● JOB A
According to the abstract below, what mass resolution in elastic recoil detection can the mass discrimination algorithm attain?

● PAGE
○ ○ ○

Innovation in ion beam analysis for nanoelectronic materials

Nanoelectronics relies more and more on novel materials and architectures for technology advancements in terms of power, cost and area. The device functionalities depend on the composition and the amount of impurities of the device materials, whereby controlling the concentrations with high accuracy is essential to tailor the device performances. Besides, it is crucial to characterize devices with relevant dimensions and substrates as it is demonstrated that compositions may be size dependent, and atom areal densities may be substrate dependent. Ion beam analysis, in particular  elastic recoil detection (ERD) and Rutherford backscattering spectrometry (RBS), is recognized to offer compositional quantification as a function of depth in the target. However, in ion beam analysis, mass and depth resolutions are limited by the detector performance. Lateral resolution is hampered by the broad primary beam dimensions, whereby conventional RBS analyses are on blanket layers. Sensitivity to atom areal densities is limited by the counting statistics and background noise.

The objective of this thesis work is to extend ion beam analysis towards next generation nanoelectronics devices through four major advancements, namely high mass resolution, sensitivity, lateral and depth resolution.

The mass resolution in elastic recoil detection is limited by the detector resolution performance, whereby neighboring elements in the periodic table have overlapping recoil distributions. This hampers the quantification of the atom areal densities for recoils with small mass difference. A mass discrimination procedure is developed which deconvolves the overlapping recoil signals. We show that 1 amu mass resolution in ERD can be attained with the mass discrimination algorithm.

In Rutherford backscattering spectrometry, the sensitivity to low amounts of materials is enhanced by reducing the background due to pile-up effects, hence by increasing the signal-to-noise ratio. Pile-up background strongly depends on the count rate, whereby improving this background requires low count rates. The count rate is reduced either through the segmentation of the detector active area and the data acquisition by multiple devices or through the dispersive power of a magnetic spectrometer used to deviate the substrate signal outside of the detector area, thus suppressing the dominant backscattering yield in a conventional RBS spectrum. With such advancements, it is feasible to probe the defectivity at the early stages of area selective atomic layer depositions on plasma treated substrates.

○ ○ ○

● JOB B
In the rows below, report every line that contains the string "coords", with case counting.

● SOURCE RECORDS
○ ○ ○

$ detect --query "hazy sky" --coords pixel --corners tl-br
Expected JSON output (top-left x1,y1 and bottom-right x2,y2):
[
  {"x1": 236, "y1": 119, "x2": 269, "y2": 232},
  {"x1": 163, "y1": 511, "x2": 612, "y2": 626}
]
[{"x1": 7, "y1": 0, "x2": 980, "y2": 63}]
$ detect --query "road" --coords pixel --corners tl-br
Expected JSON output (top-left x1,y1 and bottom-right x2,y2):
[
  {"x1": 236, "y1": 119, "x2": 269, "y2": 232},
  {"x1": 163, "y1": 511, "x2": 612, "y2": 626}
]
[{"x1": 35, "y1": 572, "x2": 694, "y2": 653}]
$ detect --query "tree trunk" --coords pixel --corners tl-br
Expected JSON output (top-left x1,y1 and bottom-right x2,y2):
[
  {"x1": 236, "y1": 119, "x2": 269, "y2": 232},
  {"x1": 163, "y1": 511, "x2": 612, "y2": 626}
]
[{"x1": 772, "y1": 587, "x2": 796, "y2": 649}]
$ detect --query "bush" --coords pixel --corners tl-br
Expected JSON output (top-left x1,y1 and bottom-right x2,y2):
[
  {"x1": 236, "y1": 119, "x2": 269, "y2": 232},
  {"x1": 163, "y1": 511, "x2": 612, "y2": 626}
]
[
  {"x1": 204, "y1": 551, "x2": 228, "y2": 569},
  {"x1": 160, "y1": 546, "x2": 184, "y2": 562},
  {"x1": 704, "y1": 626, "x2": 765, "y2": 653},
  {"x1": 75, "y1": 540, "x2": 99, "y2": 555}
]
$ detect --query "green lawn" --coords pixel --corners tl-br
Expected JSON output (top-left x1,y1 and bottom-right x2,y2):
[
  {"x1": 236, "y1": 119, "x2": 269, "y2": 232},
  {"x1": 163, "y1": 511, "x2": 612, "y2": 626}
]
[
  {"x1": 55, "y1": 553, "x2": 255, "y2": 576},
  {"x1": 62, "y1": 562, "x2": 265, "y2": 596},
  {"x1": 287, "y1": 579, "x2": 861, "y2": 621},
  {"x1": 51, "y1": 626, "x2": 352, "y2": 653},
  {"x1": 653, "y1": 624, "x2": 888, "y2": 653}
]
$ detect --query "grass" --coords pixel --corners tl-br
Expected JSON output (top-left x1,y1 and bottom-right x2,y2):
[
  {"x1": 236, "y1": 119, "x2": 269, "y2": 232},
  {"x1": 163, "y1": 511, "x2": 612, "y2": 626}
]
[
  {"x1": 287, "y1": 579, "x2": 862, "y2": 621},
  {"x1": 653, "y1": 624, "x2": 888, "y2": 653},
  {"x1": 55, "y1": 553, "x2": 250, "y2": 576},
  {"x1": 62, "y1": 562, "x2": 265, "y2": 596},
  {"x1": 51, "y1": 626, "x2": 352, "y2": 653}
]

○ ○ ○

● ANSWER A
1 amu.

● ANSWER B
$ detect --query "hazy sky" --coords pixel --corners tl-br
$ detect --query "road" --coords pixel --corners tl-br
$ detect --query "tree trunk" --coords pixel --corners tl-br
$ detect --query "bush" --coords pixel --corners tl-br
$ detect --query "green lawn" --coords pixel --corners tl-br
$ detect --query "grass" --coords pixel --corners tl-br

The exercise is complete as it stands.